[PROBLEMS TO SOLVE]:
#1 Write down the passage of the Cuban cigar thread starting with "Are you being" and going on through "flavor and price.".
#2 In the Cuban cigar thread, where did Darbob purchase all of the Cubans mentioned?

** Begin TEXT SECTION **

I've never had a Cuban Cigar that was a dog rocket (let alone several to make "dog rockets"). I have some that I like more than others, and I've had many that were plugged (irritating, but may have been smoking them too young) but I've never smoked a Cuban Cigar and been like, "man that was nasty!" To each their own, but if you have any Cuban Cigars that you don't like, I'll gladly take them off of your hands!


----------



## EKG (Sep 2, 2006)

> Is this a trick question??


Are you being condescending? Oh wait those were both rhetorical questions. Can't remember where, but I did see a thread where a person from Hong Kong and a Briton were talking about this (they claimed that premium non-Cubans were more expensive then Cubans and definately more hard to find... at least at brick and mortar stores.) I guess they were wrong? After all I wouldn't know since I haven't been to a cigar store outside California. Then again before posting your reply you did note the question mark after my inquisitive statement right? Did you think I was trying to denigrate Cuban cigars or something?


----------



## Darbob (Sep 13, 2006)

All of the Cubans I've had were purchased in Canada, perhaps my view is skewed by that? I've not been impressed by them and find many of their Dominican counterparts to be superior in flavor and price.

I actually like some Mexican cigars very much. I'm curious as to why anyone would laugh at that. What is your beef?

I recently read an article that claimed Cuban soil is not what it was and that the cuban cigar of the past is just that...a thing of that past. Interesting that anyone would contend that every cigar made in cuba must be better than anything else. Seems to add to the argument that there is a plecbo effect going on when it comes to Cubans.

Darb


----------



## NCRadioMan (Feb 28, 2005)

pistol said:


> I've never had a Cuban Cigar that was a dog rocket (let alone several to make "dog rockets"). I have some that I like more than others, and I've had many that were plugged (irritating, but may have been smoking them too young) but I've never smoked a Cuban Cigar and been like, "man that was nasty!" To each their own, but if you have any Cuban Cigars that you don't like, I'll gladly take them off of your hands!


:tpd: :w

:ms NCRM


----------



## pistol (Mar 23, 2006)

Darbob said:


> Interesting that anyone would contend that every cigar made in cuba must be better than anything else. Darb


That's not at all what I wrote. I just wrote that I personally have not had a Cuban "dog rocket." I said that there are Cuban Cigars that I like better than others, but I've never had one that was plain nasty. I don't think anyone in this thread has said anything to that effect of "every cigar made in Cuba must be better than anything else." Also, where was this article that you read?

** End TEXT SECTION **
** Begin RECORD EXCERPTS **

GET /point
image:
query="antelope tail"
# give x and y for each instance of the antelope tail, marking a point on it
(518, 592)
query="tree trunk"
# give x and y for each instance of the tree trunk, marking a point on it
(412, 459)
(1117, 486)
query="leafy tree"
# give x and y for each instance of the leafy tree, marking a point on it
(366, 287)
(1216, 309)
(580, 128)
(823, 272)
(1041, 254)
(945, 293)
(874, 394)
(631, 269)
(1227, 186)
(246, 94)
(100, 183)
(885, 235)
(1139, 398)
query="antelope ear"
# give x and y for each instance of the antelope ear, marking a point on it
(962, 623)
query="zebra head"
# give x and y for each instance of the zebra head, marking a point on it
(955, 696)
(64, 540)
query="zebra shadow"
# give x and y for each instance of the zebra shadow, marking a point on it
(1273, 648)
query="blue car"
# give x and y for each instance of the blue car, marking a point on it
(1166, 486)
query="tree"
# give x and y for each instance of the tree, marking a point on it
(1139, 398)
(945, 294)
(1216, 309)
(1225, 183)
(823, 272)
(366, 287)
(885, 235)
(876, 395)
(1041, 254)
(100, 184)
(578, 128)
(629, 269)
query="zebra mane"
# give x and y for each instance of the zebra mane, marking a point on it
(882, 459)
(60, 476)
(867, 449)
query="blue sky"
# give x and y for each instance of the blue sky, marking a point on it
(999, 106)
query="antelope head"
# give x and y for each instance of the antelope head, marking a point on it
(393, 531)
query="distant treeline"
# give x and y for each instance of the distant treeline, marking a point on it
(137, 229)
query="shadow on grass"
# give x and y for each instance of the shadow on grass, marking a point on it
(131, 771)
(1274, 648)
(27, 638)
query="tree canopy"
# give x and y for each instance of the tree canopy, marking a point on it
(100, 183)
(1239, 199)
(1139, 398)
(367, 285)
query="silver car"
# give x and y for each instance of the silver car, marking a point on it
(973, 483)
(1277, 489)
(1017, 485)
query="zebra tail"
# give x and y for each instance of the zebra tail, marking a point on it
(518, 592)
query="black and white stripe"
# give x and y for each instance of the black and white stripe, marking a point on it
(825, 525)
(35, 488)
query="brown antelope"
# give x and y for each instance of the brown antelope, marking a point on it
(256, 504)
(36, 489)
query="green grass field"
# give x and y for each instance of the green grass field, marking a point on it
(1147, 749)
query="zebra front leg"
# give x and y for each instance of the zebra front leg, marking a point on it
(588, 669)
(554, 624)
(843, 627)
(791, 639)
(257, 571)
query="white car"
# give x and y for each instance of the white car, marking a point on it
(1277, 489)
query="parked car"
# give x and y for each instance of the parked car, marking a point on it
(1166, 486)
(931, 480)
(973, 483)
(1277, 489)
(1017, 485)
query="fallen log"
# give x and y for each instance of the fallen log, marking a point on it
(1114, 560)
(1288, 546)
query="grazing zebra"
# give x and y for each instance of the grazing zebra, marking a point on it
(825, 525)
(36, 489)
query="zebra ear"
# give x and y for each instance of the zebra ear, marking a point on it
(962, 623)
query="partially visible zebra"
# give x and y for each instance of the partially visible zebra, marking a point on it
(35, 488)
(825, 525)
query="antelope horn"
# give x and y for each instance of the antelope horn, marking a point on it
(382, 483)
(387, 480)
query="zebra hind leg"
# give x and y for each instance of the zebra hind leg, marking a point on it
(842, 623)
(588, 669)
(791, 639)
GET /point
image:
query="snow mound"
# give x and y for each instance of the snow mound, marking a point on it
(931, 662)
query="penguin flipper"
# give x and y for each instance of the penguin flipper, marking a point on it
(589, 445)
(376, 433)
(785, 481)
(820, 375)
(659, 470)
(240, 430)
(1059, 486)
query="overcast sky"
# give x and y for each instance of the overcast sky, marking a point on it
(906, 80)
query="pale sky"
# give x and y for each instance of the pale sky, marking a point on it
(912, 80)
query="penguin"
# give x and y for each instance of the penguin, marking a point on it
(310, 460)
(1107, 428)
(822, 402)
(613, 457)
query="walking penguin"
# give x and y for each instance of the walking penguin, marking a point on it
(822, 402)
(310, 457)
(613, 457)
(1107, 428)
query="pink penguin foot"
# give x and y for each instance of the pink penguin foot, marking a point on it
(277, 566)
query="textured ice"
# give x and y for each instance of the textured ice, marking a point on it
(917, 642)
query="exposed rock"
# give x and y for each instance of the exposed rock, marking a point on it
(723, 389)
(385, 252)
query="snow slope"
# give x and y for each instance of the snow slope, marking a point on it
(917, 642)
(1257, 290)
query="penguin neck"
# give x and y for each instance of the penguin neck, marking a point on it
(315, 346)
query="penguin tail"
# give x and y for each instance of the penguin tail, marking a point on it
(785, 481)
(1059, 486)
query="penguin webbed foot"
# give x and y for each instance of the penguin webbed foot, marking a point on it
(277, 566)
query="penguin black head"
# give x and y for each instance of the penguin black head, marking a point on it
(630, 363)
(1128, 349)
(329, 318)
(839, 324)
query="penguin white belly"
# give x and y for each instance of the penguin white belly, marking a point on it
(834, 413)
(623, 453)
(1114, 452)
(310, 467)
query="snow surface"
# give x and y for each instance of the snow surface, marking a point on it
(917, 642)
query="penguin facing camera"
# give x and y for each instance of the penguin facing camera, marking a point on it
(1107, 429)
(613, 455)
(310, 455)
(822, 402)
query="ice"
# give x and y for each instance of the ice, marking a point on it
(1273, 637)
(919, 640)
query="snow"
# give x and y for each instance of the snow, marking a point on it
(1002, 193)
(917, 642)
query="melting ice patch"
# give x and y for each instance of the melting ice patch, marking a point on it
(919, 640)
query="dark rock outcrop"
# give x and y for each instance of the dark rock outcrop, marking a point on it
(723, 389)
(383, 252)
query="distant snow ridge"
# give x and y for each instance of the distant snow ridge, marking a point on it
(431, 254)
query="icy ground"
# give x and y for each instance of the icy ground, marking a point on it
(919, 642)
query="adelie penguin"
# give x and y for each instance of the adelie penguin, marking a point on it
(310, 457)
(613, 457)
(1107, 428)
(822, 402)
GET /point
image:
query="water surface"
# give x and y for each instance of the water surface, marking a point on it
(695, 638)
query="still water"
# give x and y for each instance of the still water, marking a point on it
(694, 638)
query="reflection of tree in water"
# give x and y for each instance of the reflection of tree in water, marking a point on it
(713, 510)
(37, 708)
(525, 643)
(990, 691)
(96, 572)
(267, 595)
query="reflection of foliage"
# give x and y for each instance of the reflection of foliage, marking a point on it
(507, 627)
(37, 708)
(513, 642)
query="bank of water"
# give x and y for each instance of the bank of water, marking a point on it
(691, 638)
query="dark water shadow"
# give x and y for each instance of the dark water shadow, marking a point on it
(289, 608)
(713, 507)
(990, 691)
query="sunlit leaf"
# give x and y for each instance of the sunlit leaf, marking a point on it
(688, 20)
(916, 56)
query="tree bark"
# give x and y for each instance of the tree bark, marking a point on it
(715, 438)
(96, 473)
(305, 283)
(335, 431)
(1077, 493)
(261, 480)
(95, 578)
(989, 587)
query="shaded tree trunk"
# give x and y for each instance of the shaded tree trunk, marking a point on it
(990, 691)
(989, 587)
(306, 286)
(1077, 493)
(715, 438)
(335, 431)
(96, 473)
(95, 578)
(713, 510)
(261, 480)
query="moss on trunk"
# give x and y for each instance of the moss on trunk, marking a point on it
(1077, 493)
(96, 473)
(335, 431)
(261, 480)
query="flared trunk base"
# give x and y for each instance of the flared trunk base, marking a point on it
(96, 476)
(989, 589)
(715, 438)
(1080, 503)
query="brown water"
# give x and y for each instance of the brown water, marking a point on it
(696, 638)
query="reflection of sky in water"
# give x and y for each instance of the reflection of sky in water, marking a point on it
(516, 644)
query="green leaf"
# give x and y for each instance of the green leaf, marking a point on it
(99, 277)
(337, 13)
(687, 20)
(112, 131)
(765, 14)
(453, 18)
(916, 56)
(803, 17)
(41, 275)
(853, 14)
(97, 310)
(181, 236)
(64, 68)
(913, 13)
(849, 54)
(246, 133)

** End RECORD EXCERPTS **

[PROBLEM SOLUTIONS]:
#1
Are you being condescending? Oh wait those were both rhetorical questions. Can't remember where, but I did see a thread where a person from Hong Kong and a Briton were talking about this (they claimed that premium non-Cubans were more expensive then Cubans and definately more hard to find... at least at brick and mortar stores.) I guess they were wrong? After all I wouldn't know since I haven't been to a cigar store outside California. Then again before posting your reply you did note the question mark after my inquisitive statement right? Did you think I was trying to denigrate Cuban cigars or something?


----------



## Darbob (Sep 13, 2006)

All of the Cubans I've had were purchased in Canada, perhaps my view is skewed by that? I've not been impressed by them and find many of their Dominican counterparts to be superior in flavor and price.

#2 In Canada.